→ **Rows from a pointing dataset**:
◆ ◆ ◆ ◆ ◆

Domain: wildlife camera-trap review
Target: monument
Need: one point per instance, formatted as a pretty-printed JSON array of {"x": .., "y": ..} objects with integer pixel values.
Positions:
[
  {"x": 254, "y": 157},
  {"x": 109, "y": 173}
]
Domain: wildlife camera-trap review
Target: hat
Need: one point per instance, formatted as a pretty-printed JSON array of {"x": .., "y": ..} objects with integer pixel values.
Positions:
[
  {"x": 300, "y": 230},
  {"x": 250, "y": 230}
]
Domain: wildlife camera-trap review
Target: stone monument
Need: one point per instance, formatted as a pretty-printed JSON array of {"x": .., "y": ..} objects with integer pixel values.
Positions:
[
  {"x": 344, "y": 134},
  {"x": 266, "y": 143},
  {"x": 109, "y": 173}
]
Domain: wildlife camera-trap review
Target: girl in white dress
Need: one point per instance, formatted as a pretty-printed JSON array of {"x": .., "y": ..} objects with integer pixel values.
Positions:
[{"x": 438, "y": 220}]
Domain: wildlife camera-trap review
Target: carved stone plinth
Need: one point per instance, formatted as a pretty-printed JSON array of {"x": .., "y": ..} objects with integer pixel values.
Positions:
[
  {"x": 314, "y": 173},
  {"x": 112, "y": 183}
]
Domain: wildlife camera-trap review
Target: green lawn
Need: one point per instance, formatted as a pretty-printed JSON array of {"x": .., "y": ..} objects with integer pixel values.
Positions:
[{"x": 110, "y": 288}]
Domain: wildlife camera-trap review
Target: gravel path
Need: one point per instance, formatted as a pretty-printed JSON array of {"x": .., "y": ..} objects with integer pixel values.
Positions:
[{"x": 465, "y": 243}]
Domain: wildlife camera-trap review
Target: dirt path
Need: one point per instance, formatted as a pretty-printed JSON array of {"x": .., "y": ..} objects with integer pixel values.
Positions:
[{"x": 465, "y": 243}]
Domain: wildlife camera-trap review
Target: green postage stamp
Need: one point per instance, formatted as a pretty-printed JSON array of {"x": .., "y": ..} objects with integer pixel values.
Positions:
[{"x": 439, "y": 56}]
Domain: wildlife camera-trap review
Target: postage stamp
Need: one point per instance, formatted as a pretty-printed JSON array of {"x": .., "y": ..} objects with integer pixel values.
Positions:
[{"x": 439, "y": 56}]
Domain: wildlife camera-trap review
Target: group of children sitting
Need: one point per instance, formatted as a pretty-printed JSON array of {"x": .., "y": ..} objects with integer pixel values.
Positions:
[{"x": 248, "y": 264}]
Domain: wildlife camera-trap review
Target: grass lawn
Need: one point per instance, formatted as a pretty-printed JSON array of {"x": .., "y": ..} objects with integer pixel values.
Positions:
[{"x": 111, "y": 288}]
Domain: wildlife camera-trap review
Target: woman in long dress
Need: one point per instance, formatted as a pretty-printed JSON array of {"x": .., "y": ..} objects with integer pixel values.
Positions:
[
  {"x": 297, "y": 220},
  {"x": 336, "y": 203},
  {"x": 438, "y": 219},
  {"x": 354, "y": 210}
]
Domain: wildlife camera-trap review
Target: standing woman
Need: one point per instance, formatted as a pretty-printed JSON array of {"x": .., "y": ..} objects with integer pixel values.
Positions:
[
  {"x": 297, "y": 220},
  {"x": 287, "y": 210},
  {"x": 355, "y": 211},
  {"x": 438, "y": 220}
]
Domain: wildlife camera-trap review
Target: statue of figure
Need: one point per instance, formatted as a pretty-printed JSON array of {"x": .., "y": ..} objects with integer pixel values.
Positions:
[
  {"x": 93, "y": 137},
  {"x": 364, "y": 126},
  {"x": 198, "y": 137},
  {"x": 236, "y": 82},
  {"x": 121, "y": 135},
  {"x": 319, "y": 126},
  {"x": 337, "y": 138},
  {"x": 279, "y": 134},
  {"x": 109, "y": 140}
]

◆ ◆ ◆ ◆ ◆

→ **Problem to solve**: Return the whole listing exactly.

→ **Task solution**:
Domain: wildlife camera-trap review
Target: monument
Need: one point per instance, formatted as a pretty-printed JSON array of {"x": .., "y": ..} objects with integer pixel values.
Positions:
[
  {"x": 254, "y": 157},
  {"x": 109, "y": 173}
]
Domain: wildlife camera-trap review
Target: hat
Need: one point per instance, formatted as a pretty-printed JSON array of {"x": .., "y": ..} objects with integer pixel values.
Positions:
[
  {"x": 300, "y": 230},
  {"x": 250, "y": 230}
]
Domain: wildlife camera-trap review
Target: stone monument
Need: one point per instance, formatted as a pretty-printed JSON array of {"x": .., "y": ..} objects with integer pixel values.
Positions:
[
  {"x": 344, "y": 134},
  {"x": 266, "y": 143},
  {"x": 109, "y": 173}
]
Domain: wildlife camera-trap review
Target: girl in white dress
Need: one point per instance, formatted as a pretty-printed JSON array of {"x": .., "y": ..} objects with integer pixel values.
Positions:
[{"x": 438, "y": 220}]
Domain: wildlife camera-trap review
Target: carved stone plinth
Need: one point per instance, formatted as a pretty-printed JSON array of {"x": .., "y": ..} objects with integer pixel values.
Positions:
[
  {"x": 314, "y": 173},
  {"x": 112, "y": 183}
]
Domain: wildlife camera-trap review
Target: green lawn
Need: one point per instance, formatted as a pretty-printed JSON array of {"x": .., "y": ..} objects with integer pixel values.
Positions:
[{"x": 110, "y": 288}]
Domain: wildlife camera-trap review
Target: gravel path
Need: one point per instance, formatted as a pretty-printed JSON array of {"x": .., "y": ..} objects with integer pixel values.
Positions:
[{"x": 465, "y": 243}]
Domain: wildlife camera-trap review
Target: dirt path
Need: one point per instance, formatted as a pretty-printed JSON array of {"x": .., "y": ..} objects with integer pixel values.
Positions:
[{"x": 465, "y": 243}]
Domain: wildlife camera-trap review
Target: green postage stamp
Need: one point per instance, formatted as a pretty-printed JSON array of {"x": .., "y": ..} objects with integer pixel values.
Positions:
[{"x": 439, "y": 56}]
Domain: wildlife camera-trap review
Target: postage stamp
Need: one point per instance, formatted as a pretty-printed JSON array of {"x": .., "y": ..} objects with integer pixel values.
Positions:
[{"x": 439, "y": 56}]
Domain: wildlife camera-trap review
Target: group of children sitting
Need: one point per instance, formatted as a pretty-printed JSON array of {"x": .., "y": ..} objects with integer pixel values.
Positions:
[{"x": 248, "y": 264}]
Domain: wildlife camera-trap review
Target: grass lawn
Need: one point per instance, formatted as a pretty-printed JSON array of {"x": .., "y": ..} objects with integer pixel values.
Positions:
[{"x": 111, "y": 288}]
Domain: wildlife camera-trap review
Target: woman in long dress
Need: one point per instance, formatted as a pretty-printed JSON array of {"x": .., "y": ..} objects with integer pixel values.
Positions:
[
  {"x": 297, "y": 220},
  {"x": 336, "y": 203},
  {"x": 438, "y": 219},
  {"x": 354, "y": 210}
]
Domain: wildlife camera-trap review
Target: standing woman
Need: one point per instance, formatted as a pretty-printed JSON array of {"x": .., "y": ..} objects with integer pixel values.
Positions:
[
  {"x": 297, "y": 220},
  {"x": 287, "y": 210},
  {"x": 355, "y": 211},
  {"x": 438, "y": 220}
]
Domain: wildlife camera-trap review
Target: statue of figure
Need: one point per instance, formatted as a pretty-printed JSON array of {"x": .., "y": ..} objects with integer pixel values.
Positions:
[
  {"x": 93, "y": 137},
  {"x": 364, "y": 126},
  {"x": 198, "y": 137},
  {"x": 236, "y": 82},
  {"x": 121, "y": 135},
  {"x": 319, "y": 126},
  {"x": 337, "y": 138},
  {"x": 279, "y": 134},
  {"x": 109, "y": 140}
]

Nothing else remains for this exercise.